▶ **Work order**
Report every line of the listing below in which the string "rough" occurs.

:: Entries supplied ::

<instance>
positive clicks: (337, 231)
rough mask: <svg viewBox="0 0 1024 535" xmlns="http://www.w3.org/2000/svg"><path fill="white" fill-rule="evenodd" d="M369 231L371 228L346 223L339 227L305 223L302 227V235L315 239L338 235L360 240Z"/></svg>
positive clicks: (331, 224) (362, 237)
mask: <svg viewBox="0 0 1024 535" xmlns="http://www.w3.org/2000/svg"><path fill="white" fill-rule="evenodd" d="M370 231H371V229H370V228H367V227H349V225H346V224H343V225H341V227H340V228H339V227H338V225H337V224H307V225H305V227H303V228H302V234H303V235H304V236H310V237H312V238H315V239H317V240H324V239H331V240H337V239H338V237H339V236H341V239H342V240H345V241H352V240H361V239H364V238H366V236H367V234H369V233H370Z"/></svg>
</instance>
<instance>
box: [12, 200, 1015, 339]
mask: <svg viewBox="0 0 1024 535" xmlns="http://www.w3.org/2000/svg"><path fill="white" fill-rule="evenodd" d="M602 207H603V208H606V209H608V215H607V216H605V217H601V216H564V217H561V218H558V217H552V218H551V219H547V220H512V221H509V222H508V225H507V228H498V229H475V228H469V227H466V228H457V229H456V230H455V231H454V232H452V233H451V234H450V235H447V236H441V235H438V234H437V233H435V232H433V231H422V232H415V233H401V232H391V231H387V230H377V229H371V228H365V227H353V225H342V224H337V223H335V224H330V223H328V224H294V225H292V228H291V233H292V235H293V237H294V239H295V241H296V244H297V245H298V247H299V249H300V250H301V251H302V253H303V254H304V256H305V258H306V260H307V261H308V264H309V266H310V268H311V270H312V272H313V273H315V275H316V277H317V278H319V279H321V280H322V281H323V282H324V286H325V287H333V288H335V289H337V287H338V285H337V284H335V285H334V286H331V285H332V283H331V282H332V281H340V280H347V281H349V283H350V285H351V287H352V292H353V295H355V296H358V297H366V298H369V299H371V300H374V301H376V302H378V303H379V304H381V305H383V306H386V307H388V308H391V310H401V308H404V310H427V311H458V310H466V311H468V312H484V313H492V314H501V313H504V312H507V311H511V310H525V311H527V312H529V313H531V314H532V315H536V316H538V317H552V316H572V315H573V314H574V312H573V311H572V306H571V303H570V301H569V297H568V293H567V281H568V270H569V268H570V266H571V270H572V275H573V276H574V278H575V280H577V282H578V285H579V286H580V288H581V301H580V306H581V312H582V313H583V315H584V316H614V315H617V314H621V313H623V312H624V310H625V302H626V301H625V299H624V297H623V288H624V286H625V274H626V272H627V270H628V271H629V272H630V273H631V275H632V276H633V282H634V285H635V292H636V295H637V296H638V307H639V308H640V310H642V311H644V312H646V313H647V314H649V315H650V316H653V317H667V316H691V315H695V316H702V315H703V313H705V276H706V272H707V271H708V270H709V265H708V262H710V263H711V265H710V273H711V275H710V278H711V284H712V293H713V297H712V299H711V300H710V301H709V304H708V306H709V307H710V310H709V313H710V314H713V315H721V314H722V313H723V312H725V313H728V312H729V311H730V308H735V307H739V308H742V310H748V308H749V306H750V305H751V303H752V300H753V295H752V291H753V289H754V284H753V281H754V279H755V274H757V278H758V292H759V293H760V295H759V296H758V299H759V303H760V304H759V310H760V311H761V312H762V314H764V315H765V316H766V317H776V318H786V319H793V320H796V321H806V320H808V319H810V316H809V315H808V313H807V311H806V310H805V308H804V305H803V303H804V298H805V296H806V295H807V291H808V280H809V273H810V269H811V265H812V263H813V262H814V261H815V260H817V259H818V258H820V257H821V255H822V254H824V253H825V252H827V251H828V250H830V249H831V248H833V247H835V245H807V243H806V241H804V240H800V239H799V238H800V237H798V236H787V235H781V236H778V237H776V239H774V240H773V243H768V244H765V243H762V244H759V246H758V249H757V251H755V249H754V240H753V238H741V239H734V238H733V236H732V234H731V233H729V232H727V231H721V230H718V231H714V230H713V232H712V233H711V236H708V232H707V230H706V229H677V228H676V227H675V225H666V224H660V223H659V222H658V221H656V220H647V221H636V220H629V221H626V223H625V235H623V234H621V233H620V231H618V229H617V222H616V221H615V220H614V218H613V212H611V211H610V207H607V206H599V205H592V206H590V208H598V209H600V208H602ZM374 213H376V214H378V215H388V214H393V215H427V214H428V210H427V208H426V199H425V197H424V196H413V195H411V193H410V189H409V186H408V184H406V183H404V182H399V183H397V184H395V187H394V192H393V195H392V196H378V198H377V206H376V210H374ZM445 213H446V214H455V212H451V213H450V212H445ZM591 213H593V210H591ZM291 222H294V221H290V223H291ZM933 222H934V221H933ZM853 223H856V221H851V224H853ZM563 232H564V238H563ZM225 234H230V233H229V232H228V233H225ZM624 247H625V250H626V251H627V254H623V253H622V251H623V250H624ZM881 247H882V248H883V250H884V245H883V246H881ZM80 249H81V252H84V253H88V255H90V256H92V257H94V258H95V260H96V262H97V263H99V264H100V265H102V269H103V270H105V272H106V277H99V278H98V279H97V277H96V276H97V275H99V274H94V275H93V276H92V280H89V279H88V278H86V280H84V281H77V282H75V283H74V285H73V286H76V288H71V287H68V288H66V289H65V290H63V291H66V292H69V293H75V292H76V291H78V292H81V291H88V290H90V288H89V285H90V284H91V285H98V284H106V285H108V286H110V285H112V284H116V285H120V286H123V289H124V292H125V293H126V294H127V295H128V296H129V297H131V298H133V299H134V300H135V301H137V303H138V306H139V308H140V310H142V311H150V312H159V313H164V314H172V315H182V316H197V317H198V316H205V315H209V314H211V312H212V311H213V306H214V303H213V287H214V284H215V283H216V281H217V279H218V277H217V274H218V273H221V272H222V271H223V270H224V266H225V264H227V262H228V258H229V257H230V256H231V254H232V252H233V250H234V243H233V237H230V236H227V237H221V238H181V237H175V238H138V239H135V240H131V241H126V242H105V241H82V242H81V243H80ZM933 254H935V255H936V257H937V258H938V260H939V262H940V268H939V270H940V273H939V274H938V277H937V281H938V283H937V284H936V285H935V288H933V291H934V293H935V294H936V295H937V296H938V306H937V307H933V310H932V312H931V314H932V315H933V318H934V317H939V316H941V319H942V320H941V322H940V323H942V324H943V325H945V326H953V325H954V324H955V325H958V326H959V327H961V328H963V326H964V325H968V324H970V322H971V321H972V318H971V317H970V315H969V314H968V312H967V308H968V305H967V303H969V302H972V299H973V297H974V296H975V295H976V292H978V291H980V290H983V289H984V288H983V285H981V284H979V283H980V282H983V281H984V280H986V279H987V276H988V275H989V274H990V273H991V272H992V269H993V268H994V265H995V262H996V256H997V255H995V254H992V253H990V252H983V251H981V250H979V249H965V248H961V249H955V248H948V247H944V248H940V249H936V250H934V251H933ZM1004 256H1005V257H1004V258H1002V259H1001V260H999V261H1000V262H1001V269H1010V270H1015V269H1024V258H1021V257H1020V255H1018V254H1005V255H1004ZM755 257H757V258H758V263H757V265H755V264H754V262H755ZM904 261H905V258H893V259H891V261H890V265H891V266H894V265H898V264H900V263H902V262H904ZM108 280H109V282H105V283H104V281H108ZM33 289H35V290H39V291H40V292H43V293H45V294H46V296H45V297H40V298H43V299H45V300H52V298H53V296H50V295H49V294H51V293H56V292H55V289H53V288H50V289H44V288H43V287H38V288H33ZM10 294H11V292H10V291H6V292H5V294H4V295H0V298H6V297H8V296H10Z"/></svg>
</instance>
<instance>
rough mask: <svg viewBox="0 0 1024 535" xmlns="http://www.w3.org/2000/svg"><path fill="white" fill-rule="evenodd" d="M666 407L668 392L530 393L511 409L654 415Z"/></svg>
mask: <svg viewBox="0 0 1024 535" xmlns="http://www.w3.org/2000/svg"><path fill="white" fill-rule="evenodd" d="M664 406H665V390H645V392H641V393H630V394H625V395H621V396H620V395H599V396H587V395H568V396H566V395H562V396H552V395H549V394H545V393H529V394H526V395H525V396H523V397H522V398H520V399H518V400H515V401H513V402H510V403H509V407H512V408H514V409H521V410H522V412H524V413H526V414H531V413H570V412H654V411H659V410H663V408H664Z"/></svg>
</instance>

:::

▶ **Solution to the problem**
rough mask: <svg viewBox="0 0 1024 535" xmlns="http://www.w3.org/2000/svg"><path fill="white" fill-rule="evenodd" d="M369 231L371 228L346 223L339 227L305 223L302 227V235L315 239L338 235L360 240Z"/></svg>
rough mask: <svg viewBox="0 0 1024 535" xmlns="http://www.w3.org/2000/svg"><path fill="white" fill-rule="evenodd" d="M666 407L668 392L530 393L511 409L654 415Z"/></svg>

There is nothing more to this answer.